◆ Task to complete
Exact copies of the lines from the line containing "Pin every instance of the honda" through the last line of the entries below are the whole answer.

◆ Stored dataset items
▼▼▼

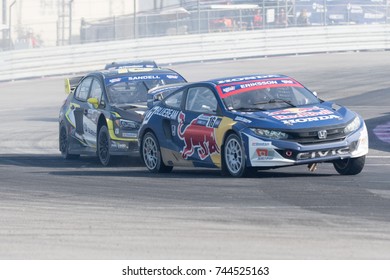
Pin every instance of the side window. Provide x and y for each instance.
(202, 100)
(83, 89)
(96, 90)
(174, 100)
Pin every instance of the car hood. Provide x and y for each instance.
(303, 117)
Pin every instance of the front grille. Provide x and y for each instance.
(311, 136)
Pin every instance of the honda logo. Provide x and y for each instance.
(322, 134)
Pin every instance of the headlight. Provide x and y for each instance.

▲▲▲

◆ Answer box
Pin every instance of the honda logo. Provide x and y for each instance.
(322, 134)
Pin every instance of the headlight. Provide x and y for each instance.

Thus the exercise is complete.